Struggling with Linux’ OOM killer when building RPMs

Last two weeks, I have created a lot of updated packages for Mandriva 2007.1. I packaged Gnome 2.18.1, and also updated subversion snaphots of kdepim and kdegraphics. Kdepim, because it has received a lot of bug fixing love the last two months, and kdegraphics, because it contains kpdf using new xpdf code, which should be compatible with PDF 1.6 and 1.7 specifications. In kdepim, they also removed the kitchensynk tool, which offered synchronization options with external devices. Apparently it was too buggy to be really useful. I have the impression that Kmail is indeed also more stable than in 3.5.6. I could not reproduce yet the hangs I sometimes experienced with 3.5.6.

Compiling kdepim on an AMD64 system, seems to require a huge amount of memory (much more than on x86 32 bit). 1 GB of RAM and about 250 MB of swap did not prevent g++ eating up all of my memory (even when no other services were active!). Unfortunately, this made Linux become completely unstable: the hard drive started thrashing the whole time, and the system was completely unresponsive. I could only stop it by doing a hard reset. I am clearly not the only one hating this stupid Linux behaviour.

In the Mandriva Cooker channel (irc.freenode.org, #mandriva-cooker), couriousous suggested to execute

# echo 2 > /proc/sys/vm/overcommit_memory

The default value is 0: when an application asks more memory than is available, Linux will still try to allocate it, even if chances exist that it won’t be available. This seems to be done because some applications ask more memory than what they will really use. If in the end, no more memory or swap is availed, Linux’ OOM killer will kill some (random) processes to free up memory. By setting overcommit_memory to 2, the allocation of too much memory will fail immediately. The application can then react itself to the fact that not enough memory is available. The result was that instead of bringing my system to death, the g++ compiler just exited with the message that I was out of memory. Much nicer! I found a complete technical explanation about memory allocation in Linux on the web. To make this setting default, I put vm.overcommit_memory = 2 in my /etc/sysctl.conf. I do not understand why it is not the default value, making a system unresponsive for several (tens of) minutes does not seem very friendly…

Update 16 april 2007: It seems like this setting has severe problems as well. On my system with 384 MB RAM, which I use as server and desktop, several applications randomly crashed because they did not get the memory they wanted (Evolution, Tilda,…). Changing the setting back to 0, made these applications work correctly again. I suppose playing with the overcommit_ratio value as explained in the article which I mentioned above, can improve this behaviour. But anyway, it sucks that such things are so difficult to get right. This should really be working nicely out of the box

Anyway, in the end I got kdepim compiled on AMD64 by adding some more swap. From now on, I’ll be creating bigger swap partitions is Linux, it can realy be useful, even when you think you have enough memory…

I also built a freetype 2.3.4 RPM for Mandriva. Font rendering on my flat panel is now much nicer comparing with freetype 2.3.1 which is included in Mandriva 2007.1! Not that it was ugly before, but it’s a nice surprise to still see such big improvements, especially from a minor update.

◆ Entries provided
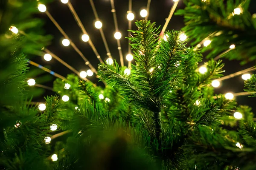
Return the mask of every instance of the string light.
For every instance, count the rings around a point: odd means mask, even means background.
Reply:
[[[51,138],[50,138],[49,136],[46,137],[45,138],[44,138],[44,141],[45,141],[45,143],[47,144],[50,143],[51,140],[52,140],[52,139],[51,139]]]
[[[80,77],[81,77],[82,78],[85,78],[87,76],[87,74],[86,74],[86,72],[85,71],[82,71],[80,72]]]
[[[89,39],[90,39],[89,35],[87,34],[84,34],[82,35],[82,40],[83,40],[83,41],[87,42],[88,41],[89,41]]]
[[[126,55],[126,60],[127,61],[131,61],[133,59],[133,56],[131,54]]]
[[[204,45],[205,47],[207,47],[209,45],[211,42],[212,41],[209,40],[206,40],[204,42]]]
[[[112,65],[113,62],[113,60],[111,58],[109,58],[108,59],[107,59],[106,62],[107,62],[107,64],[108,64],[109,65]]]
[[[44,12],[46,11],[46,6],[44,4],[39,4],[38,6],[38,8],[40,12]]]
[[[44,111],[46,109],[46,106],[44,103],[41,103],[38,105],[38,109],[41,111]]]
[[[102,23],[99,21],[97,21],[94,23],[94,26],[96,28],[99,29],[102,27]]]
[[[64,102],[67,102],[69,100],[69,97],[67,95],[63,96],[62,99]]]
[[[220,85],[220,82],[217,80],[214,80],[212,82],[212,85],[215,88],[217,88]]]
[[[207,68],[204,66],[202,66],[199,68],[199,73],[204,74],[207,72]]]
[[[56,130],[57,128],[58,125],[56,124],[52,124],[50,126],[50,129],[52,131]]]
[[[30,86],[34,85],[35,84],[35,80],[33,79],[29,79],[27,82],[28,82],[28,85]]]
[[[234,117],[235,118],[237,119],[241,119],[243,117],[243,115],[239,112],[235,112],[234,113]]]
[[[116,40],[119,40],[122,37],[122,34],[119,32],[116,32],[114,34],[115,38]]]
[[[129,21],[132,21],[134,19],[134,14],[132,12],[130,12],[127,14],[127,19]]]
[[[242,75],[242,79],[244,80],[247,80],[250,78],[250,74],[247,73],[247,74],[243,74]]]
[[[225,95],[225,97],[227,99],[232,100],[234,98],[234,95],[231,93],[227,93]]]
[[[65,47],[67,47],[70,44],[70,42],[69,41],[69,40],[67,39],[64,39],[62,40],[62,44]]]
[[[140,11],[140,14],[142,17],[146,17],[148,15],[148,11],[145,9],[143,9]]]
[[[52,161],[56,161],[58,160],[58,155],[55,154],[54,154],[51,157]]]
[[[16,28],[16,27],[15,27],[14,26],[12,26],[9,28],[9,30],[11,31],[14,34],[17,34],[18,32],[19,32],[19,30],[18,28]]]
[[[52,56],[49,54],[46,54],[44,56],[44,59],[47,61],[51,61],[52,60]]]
--
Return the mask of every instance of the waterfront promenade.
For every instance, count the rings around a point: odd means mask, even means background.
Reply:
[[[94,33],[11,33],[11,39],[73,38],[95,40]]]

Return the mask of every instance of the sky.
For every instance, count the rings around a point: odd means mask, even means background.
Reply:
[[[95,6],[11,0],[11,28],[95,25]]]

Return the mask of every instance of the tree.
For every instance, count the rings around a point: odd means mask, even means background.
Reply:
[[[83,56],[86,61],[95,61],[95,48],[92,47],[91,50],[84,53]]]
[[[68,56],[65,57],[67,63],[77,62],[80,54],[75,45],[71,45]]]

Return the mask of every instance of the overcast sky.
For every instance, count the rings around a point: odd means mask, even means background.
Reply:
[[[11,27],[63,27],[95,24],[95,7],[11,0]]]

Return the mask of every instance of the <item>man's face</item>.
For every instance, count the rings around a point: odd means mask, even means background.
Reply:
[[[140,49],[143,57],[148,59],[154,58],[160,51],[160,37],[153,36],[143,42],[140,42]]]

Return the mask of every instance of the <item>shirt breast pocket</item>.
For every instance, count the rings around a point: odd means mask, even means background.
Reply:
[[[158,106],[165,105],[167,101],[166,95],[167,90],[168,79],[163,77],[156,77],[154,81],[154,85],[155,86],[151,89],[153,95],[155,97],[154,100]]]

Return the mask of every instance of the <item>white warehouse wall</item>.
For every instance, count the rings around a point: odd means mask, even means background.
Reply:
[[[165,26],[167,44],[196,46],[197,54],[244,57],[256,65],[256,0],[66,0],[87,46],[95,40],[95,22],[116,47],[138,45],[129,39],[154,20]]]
* * *
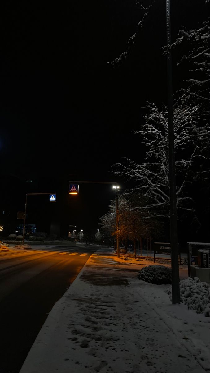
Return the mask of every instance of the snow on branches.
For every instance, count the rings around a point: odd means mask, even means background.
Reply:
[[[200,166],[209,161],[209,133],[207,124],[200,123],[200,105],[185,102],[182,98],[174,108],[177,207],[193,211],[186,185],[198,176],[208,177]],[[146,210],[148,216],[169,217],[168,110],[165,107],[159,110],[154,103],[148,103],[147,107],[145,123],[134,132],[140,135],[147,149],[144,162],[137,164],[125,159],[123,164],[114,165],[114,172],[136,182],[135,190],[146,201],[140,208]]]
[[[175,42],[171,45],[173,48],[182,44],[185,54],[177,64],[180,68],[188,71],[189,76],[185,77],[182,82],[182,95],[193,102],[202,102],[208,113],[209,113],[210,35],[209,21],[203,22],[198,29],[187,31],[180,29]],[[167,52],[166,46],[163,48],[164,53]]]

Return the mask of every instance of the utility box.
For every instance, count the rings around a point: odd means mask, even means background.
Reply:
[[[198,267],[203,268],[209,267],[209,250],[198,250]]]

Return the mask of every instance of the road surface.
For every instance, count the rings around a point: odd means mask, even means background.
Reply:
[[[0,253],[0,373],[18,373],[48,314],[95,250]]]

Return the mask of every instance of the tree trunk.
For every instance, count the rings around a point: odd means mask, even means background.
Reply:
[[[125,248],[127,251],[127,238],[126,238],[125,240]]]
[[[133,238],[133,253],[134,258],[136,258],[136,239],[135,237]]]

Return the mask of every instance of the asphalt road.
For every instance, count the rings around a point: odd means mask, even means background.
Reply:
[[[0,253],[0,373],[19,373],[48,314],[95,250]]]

◆ Prompt A
Write out the post on building RPMs from "Anyway, in the" to "a minor update.", changing "freetype" to "FreeType".
◆ Prompt B
Answer these questions from the post on building RPMs:
(i) How much RAM and swap were present when g++ ate up all memory while compiling kdepim?
(ii) What is the default value of overcommit_memory?
(iii) Which freetype version is included in Mandriva 2007.1?

◆ Exercise answer A
Anyway, in the end I got kdepim compiled on AMD64 by adding some more swap. From now on, I’ll be creating bigger swap partitions is Linux, it can realy be useful, even when you think you have enough memory…

I also built a FreeType 2.3.4 RPM for Mandriva. Font rendering on my flat panel is now much nicer comparing with FreeType 2.3.1 which is included in Mandriva 2007.1! Not that it was ugly before, but it’s a nice surprise to still see such big improvements, especially from a minor update.

◆ Exercise answer B
(i) 1 GB of RAM and about 250 MB of swap.
(ii) 0.
(iii) Freetype 2.3.1.